SUPPLIED DATA:
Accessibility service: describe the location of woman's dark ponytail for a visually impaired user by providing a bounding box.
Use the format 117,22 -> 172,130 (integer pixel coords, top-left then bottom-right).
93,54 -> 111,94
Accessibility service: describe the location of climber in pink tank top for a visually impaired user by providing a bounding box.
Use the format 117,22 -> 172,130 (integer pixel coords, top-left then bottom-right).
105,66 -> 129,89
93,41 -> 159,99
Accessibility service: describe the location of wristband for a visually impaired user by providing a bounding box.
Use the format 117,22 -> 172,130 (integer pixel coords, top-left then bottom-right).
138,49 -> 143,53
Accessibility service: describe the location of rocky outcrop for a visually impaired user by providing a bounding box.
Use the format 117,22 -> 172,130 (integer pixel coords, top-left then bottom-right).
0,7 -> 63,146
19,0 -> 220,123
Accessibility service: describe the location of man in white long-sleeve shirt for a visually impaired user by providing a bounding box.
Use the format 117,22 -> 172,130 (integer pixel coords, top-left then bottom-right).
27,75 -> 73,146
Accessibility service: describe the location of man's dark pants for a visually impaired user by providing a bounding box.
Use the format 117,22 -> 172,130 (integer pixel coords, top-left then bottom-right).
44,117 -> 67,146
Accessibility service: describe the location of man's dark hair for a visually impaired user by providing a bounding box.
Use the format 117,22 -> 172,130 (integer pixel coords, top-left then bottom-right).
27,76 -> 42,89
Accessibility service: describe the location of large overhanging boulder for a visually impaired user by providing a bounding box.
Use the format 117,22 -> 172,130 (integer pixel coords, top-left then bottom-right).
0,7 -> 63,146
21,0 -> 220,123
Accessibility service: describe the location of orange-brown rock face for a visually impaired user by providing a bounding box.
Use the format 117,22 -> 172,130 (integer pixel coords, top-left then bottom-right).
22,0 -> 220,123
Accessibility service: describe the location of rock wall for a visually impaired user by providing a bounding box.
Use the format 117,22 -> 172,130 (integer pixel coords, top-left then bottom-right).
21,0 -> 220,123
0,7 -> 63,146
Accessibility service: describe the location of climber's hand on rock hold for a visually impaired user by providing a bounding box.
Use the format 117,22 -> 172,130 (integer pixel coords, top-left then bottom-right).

PROMPT: Reproduce all of the material above verbatim, line by line, without any omission or alteration.

EXERCISE RESPONSE:
Accessibility service: describe the location of woman's dark ponytail for a visually impaired user by providing a bounding box.
Use the format 117,22 -> 172,130 (integer pixel coords, top-left then bottom-right).
93,54 -> 111,94
Accessibility service: describe the location of climber in pink tank top for a visually impaired user by providing a bounding box.
Use the format 117,22 -> 172,130 (integer pixel coords, top-left then bottom-right).
105,66 -> 129,89
93,41 -> 159,99
Accessibility service: describe the location of wristband for a visually impaired user by providing a bounding box.
Use the format 117,22 -> 172,130 (integer pixel coords, top-left then bottom-right).
138,49 -> 143,53
Accessibility service: describe the location of rocky outcrop for a visually impaired user by providing a bounding box.
Use the format 117,22 -> 172,130 (integer pixel coords, top-left then bottom-right).
0,7 -> 63,146
19,0 -> 220,123
Accessibility service: describe the location of man in white long-sleeve shirt for a visually impaired user by providing a bounding box.
Use the format 117,22 -> 172,130 (integer pixel coords, top-left then bottom-right).
27,75 -> 73,146
Accessibility service: describe the location of man's dark pants for a visually impaired user by providing a bounding box.
Use the format 117,22 -> 172,130 (integer pixel coords, top-left then bottom-right).
44,117 -> 67,146
Accessibility service: describe the location of man's dark hair for a visually impaired user by providing a bounding box.
Use the format 117,22 -> 172,130 (integer pixel coords, top-left then bottom-right).
27,76 -> 42,89
Accessibility service: describe the location of large overhanging boulder for a visually impaired user by providing a bounding box.
Use the format 117,22 -> 172,130 (integer pixel coords, top-left then bottom-right).
0,7 -> 63,146
21,0 -> 220,123
Accessibility service: describe the location of orange-brown rock face for a visually impaired user by providing a bounding box.
Use the format 117,22 -> 172,130 (integer pixel coords, top-left then bottom-right).
22,0 -> 220,123
Accessibility service: describe the location of rock wall for a visually impaired user by providing a bounding box.
Use the format 117,22 -> 172,130 (integer pixel coords, top-left then bottom-right).
21,0 -> 220,123
0,7 -> 63,146
Accessibility service: describe the location of climber's hand on rock hold for a visually impaired user by providing a bounding box.
Use the format 117,22 -> 172,130 (integer pixel coords, top-left then bottom-right).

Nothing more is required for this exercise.